===== Bloc de texte

Il accorde une grande place à la psychologie des personnages, assez nombreux auprès de cette "reine des abeilles", activistes de tout bord, écologistes sans doute, libertaires un peu, affamés de démocratie directe, sûrement !

Le tableau de la France, sous présidence Macron, est plutôt sombre mais pas dénué de justesse, et pourrait, sous le climat de juin 2024, paraître pour le moins prémonitoire. Une France avide de changement, mais ce changement-là veut justement s'affranchir des urnes, tout en veillant au respect de toutes les sensibilités. 

Ce roman est enfin particulièrement bien écrit, mêlant les points de vue, celui de la narratrice, celui de Maya Flora (en italiques) et de quelques autres protagonistes de l'aventure s'exprimant par mails, les décentrant au gré des chapitres.

Quelques réserves

L'envers de la médaille serait de trouver un rythme lent au roman, bien que son auteur sache susciter l’indiscutable envie de tourner les pages. N'attendez pas vraiment de suspens - il y en a quelques bons passages - les longs développements qui éclairent la psychologie des personnages seraient plutôt le marqueur de cette aventure.

En post scriptum, le sous titre sur la couverture n'est absolument pas révélateur du contenu de l'histoire. Des Abeilles, oui il en est question ; suggérer leur insurrection - je dirais que c'est de "l'attrape-lecteur" !

Encore un mot...

Ce premier roman de Bernard Reumaux, écrit à 70 ans, comme il le souligne dans la postface, est une assez belle découverte par son thème et la maturité de son écriture. Il pourrait sonner comme un manifeste pour une démocratie plus participative - arguments à la clef - dont les abeilles sont le symbole, et Flora Tristan, qui fut aussi la grand-mère de Paul Gauguin, l'inspiratrice, féministe et socialiste, entière et incomprise à son époque.

==========
===== Items fournis

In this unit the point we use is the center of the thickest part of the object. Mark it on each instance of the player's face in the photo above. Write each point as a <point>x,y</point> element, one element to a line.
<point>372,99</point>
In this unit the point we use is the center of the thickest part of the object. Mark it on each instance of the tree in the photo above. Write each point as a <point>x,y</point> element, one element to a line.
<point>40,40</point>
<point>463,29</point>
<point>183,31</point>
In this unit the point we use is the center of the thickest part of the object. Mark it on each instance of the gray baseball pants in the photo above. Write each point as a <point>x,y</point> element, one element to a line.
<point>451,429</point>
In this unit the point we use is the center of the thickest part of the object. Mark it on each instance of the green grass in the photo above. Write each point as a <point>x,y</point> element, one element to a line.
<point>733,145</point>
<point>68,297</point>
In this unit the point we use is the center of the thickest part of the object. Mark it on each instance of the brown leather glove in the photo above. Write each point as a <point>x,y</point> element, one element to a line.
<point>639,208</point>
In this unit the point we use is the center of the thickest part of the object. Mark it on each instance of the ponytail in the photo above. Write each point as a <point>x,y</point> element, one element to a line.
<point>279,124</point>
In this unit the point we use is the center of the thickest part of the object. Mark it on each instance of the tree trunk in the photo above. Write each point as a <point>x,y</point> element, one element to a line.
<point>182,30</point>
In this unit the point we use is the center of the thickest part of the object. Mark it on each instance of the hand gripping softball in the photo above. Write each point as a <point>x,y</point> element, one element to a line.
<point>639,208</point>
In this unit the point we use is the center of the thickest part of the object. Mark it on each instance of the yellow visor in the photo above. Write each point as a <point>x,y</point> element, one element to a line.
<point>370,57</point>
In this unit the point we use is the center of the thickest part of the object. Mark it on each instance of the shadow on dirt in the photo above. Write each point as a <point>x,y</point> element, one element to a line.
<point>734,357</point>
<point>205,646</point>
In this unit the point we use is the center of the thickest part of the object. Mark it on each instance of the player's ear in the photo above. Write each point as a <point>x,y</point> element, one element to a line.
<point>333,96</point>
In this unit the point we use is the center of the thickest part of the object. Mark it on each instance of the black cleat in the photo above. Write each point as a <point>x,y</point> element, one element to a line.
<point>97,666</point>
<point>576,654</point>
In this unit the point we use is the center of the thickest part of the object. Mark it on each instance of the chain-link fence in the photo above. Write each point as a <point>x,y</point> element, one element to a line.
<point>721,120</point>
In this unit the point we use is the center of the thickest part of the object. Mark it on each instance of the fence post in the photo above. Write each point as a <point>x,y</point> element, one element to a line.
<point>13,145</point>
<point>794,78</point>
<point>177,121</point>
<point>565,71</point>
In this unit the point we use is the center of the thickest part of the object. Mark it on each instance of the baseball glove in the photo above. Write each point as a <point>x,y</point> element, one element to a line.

==========

Consigne de travail: Prolongez la critique du roman de Bernard Reumaux en reprenant juste après sa dernière phrase.

Réponse ci-dessous:
Ces références composent un roman original, plaisant à lire, prémonitoire au second degré… peut être ?

Une phrase

  • "Cette respiration m'enchantait, car rien ne m'insupporte plus que les moulins à paroles, leurs discussions interminables, au téléphone surtout, le moi-moi-moi désespérant qui nourrit tant de monologues croisés, sourds l'un à l'autre. Thomas avait compris cela, il réservait son narcissisme bavard à ses amis et, sauf pétage de plombs parfois, il savait préserver ma bulle.
    ... Le plus incroyable, poursuivit-elle, c'est que mon père s'appelle Tristan! Oui, c'est véridique! Flora, fille de Tristan Maubert. Fallait le trouver." P27

  • "Flora n'avait pas été mentionnée. […]. Mon Dieu, qu'est-ce que je faisais dans ce mauvais remake des réunions militantes que Flora Tristan, enthousiaste et désespérée, enchaînait il y a bientôt deux siècles pour réveiller le peuple, bousculer la société au nom d'une utopie insubmersible, la justice sur terre? Je touchais du doigt les métastases de cette illusion qui, vague après vague, traverse les siècles et se reforme à chaque génération. J'étais projetée au cœur de mon sujet de thèse, et pourtant je n'avais qu'un désir, crier mon refus, ma répulsion même. Qu'est-ce qui, dans l'aventure de Flora Tristan, tout à la fois, m'attirait et me faisait fuir les formes de sa résurgence? Le vertige de l'échec sans doute. Si Flora n'était pas morte, jeune, avant que son projet prenne véritablement forme, si son journal n'avait pas livré le récit délirant et pathétique d'une illusion, la Femme-Messie qui va sauver l'humanité, je ne serais pas allée vers elle, consacrant mon projet de vie à sa quête romantique. C'est sa Crucifixion qui me fascinait, pas son improbable Résurrection." P100 et 101

  • "Une vibration, comme une alerte. La reine s'éveille entre mes seins. Le bijou crétois irradie en basses fréquences.
    Ce matin, Ramsay a placé une reine dans la partie boîtier.
    «Tu sauras quand tu auras à la libérer», m'a-t-il dit.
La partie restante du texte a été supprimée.